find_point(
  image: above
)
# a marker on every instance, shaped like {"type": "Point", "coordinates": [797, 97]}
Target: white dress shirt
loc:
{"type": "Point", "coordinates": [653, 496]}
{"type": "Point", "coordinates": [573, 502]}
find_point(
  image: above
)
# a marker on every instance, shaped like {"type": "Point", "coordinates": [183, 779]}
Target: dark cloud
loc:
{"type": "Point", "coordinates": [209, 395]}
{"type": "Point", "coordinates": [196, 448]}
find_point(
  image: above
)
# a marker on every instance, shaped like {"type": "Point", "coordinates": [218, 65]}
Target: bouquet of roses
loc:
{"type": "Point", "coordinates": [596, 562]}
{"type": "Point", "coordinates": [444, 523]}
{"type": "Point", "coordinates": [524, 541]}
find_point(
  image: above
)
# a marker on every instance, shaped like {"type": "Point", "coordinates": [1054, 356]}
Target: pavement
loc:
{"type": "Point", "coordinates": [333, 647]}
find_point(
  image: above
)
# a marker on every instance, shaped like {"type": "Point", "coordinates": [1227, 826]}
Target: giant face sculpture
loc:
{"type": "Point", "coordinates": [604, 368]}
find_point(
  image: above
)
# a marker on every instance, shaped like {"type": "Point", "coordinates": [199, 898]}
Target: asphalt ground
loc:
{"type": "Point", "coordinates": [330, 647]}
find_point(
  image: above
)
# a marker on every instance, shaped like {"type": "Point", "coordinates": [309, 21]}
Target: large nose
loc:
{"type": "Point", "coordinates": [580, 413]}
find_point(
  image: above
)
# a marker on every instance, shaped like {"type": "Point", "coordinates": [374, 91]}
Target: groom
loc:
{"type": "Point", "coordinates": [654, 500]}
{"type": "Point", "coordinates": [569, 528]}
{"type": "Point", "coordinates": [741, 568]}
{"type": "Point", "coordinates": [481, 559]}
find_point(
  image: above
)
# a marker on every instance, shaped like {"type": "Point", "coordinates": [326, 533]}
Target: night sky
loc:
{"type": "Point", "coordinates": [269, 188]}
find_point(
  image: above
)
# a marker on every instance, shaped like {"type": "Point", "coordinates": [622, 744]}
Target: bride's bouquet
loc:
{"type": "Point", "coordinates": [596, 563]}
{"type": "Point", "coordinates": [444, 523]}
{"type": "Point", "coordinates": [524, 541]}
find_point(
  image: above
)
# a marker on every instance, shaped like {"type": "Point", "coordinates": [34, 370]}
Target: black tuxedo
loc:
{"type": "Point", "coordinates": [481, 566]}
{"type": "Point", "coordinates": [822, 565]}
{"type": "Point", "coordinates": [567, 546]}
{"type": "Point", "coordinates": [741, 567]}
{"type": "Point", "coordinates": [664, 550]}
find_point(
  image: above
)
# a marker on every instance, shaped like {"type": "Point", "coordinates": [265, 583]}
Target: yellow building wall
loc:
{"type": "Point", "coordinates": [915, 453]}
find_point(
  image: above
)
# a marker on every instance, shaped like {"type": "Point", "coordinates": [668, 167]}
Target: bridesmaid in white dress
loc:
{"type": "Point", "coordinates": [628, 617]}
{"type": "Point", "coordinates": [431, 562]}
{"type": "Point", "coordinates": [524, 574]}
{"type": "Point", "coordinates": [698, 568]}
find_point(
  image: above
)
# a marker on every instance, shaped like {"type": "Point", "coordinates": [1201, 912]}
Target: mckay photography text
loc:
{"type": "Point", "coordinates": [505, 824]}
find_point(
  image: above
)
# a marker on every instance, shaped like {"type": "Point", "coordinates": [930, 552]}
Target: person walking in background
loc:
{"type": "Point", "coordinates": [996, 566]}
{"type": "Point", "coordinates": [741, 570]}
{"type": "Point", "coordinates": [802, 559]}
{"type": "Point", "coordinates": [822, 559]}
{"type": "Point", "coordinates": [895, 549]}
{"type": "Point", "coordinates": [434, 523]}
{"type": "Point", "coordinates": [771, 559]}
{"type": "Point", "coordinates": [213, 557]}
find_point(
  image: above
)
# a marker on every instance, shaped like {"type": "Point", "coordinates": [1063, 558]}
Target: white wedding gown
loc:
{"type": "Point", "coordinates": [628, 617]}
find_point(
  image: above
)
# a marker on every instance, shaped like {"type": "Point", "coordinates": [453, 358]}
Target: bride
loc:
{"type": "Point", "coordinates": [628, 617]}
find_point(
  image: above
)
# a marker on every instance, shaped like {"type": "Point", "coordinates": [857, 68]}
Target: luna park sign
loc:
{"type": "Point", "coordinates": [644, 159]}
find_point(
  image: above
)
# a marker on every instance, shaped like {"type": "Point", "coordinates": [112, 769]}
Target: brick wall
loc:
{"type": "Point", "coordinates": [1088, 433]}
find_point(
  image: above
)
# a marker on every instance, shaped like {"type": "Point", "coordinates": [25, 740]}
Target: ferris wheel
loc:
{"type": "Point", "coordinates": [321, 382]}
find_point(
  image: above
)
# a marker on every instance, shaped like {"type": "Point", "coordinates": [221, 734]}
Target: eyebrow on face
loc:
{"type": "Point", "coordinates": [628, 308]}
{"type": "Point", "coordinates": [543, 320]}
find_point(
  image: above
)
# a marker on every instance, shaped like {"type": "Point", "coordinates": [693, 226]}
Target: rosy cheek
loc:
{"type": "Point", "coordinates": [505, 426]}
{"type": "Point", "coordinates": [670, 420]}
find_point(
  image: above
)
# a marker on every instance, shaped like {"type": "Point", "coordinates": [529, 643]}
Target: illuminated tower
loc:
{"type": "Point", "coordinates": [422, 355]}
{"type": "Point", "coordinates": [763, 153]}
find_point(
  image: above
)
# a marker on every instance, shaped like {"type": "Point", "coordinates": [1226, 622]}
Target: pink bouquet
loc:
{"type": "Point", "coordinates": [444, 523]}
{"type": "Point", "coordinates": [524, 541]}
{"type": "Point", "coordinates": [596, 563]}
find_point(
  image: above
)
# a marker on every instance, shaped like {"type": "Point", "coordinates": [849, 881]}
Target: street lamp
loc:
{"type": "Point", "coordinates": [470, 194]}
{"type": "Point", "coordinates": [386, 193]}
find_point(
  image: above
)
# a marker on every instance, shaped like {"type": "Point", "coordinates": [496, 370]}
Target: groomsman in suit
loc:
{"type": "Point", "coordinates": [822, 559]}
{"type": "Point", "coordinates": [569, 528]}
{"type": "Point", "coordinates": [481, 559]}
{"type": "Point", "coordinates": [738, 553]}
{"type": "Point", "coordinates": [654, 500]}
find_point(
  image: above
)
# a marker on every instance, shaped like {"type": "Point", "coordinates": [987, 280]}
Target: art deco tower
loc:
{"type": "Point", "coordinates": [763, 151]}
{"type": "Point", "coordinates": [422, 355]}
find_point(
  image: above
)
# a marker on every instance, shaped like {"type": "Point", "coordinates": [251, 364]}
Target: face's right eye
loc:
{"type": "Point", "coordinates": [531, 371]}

══════════════════════════════

Find every line in the entries that contains the word "tower", matching case exactly, and copy each of those lines.

Target: illuminated tower
Target: art deco tower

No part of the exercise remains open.